## [Directions]
Return, word for word, the part of the Van Gogh exhibition text below that begins at the words "All these are" and stops after "chromatically vibrant language.".

In spite of a life permeated with tragedy, Van Gogh painted a disturbing series of masterworks, accompanying them with sublime writings (his famous “Letters” to his brother Theo Van Gogh) and inventing a unique style that made him the most renowned painter in the history of art.
Through 50 works from the Kröller-Müller Museum in Otterlo – home to one of the largest holdings of Van Gogh works – and an abundance of biographical testimony, the Rome exhibition reconstructs his human and artistic story in order to celebrate his universal greatness.
The chronologically organized exhibition itinerary makes reference to the periods and places where the painter lived: from the Netherlands to his stay in Paris, then Arles, and on to St. Remy and Auvers-Sur-Oise, where he put an end to his tortured life. His impassioned relationship with the dark landscapes of his youth and the sacred study of working the land generated figures acting in the grimness of everyday life, like the sower, potato pickers, weavers, woodcutters, women engaged in housework or carrying heavy sacks of coal, or digging the earth, with attitudes of awkward sweetness, expressive faces, and toil understood as inescapable destiny.
All these are an expression of the greatness of Van Gogh’s world, and its intense relationship with the truth. Particular emphasis is given to the period of his Paris stay, when Van Gogh devoted himself to a careful exploration of colour in the wake of the Impressionists, and a new freedom in choosing subjects as he conquered a more immediate and chromatically vibrant language.

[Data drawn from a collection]

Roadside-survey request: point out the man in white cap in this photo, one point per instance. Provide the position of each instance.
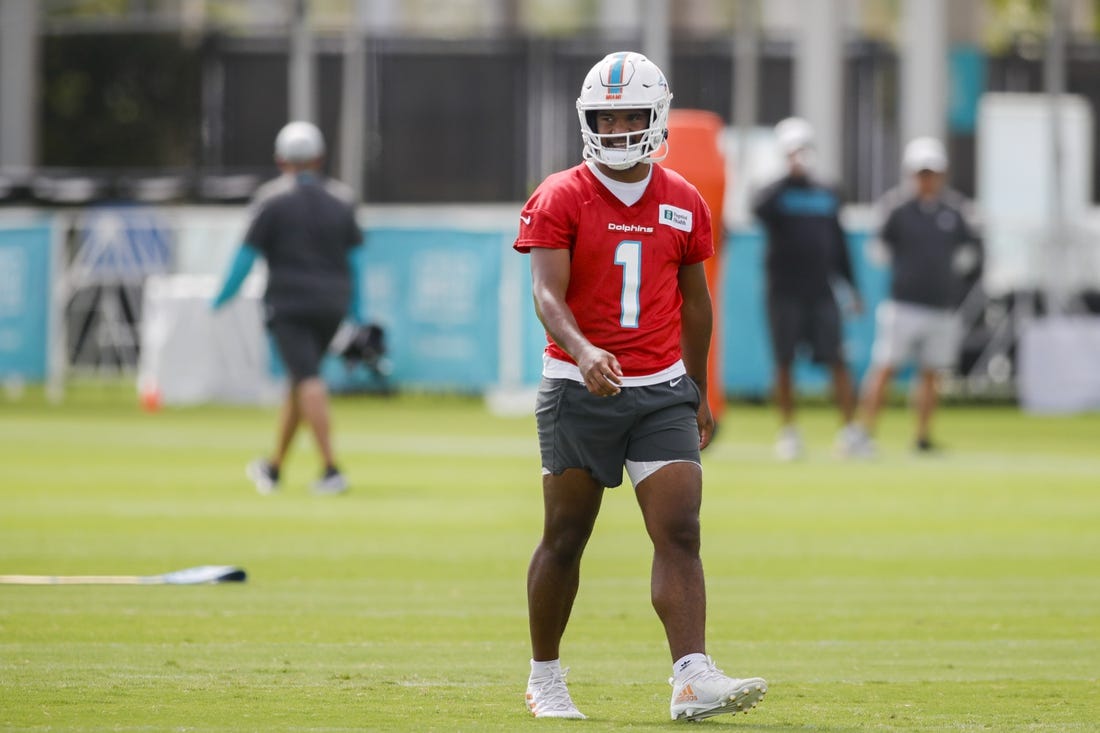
(807, 252)
(305, 227)
(931, 248)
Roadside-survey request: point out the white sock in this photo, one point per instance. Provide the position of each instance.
(545, 668)
(681, 665)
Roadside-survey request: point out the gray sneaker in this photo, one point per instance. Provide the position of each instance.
(332, 482)
(263, 476)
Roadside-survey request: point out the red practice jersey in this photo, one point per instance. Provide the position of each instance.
(624, 281)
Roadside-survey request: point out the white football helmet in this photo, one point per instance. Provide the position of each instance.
(625, 80)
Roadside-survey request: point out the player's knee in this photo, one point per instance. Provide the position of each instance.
(564, 542)
(681, 535)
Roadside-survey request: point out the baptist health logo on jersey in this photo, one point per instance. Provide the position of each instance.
(673, 216)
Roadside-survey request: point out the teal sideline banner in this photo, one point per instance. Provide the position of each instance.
(436, 292)
(26, 265)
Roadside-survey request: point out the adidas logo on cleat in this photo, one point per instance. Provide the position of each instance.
(686, 695)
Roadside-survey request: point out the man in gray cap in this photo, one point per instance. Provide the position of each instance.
(305, 227)
(931, 248)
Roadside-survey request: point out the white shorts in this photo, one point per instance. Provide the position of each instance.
(905, 331)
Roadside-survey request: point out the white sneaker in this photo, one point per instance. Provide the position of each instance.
(263, 476)
(853, 441)
(789, 446)
(547, 697)
(707, 692)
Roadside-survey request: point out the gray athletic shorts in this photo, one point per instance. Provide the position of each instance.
(906, 331)
(578, 429)
(815, 323)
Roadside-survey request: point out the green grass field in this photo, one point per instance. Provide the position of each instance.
(952, 593)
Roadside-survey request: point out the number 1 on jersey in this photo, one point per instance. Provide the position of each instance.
(628, 255)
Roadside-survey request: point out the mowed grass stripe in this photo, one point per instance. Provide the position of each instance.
(909, 594)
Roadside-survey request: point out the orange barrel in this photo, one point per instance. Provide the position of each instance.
(694, 153)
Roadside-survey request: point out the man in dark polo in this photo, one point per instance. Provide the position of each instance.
(304, 226)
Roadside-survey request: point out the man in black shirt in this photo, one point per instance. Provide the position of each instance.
(931, 248)
(806, 254)
(305, 227)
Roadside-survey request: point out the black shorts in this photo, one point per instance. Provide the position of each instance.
(814, 323)
(301, 340)
(579, 429)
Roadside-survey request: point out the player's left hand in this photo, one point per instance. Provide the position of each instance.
(705, 420)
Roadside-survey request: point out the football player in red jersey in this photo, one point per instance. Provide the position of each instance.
(617, 245)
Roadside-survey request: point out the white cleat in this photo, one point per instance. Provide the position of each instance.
(547, 697)
(710, 692)
(853, 441)
(261, 473)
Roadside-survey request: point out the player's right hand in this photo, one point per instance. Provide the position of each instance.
(602, 373)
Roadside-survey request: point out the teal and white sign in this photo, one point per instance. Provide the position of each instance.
(28, 262)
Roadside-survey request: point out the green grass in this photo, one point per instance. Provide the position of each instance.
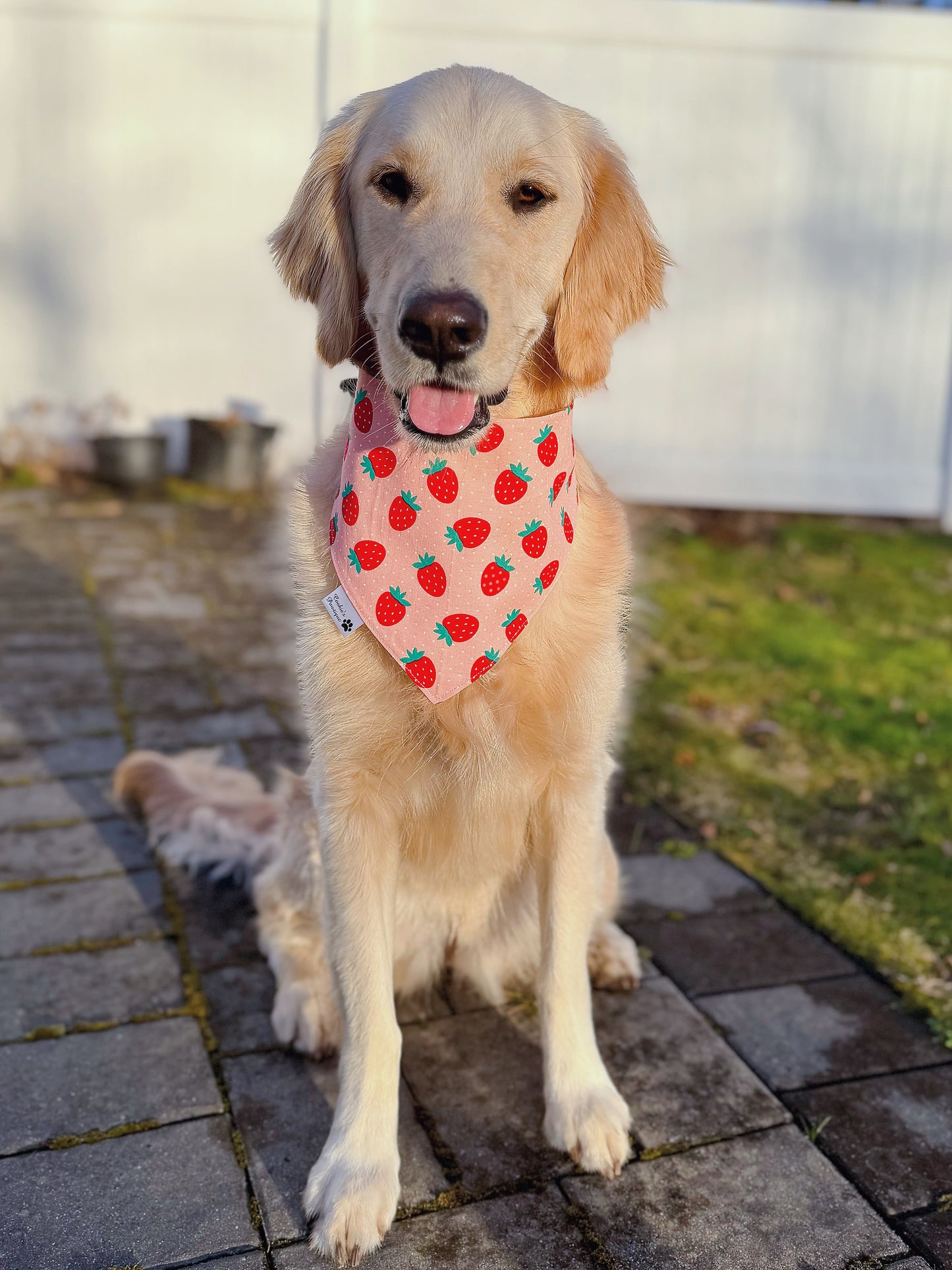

## [Exercise result]
All these are an expression of the greatness of Van Gogh’s world, and its intense relationship with the truth. Particular emphasis is given to the period of his Paris stay, when Van Gogh devoted himself to a careful exploration of colour in the wake of the Impressionists, and a new freedom in choosing subjects as he conquered a more immediate and chromatically vibrant language.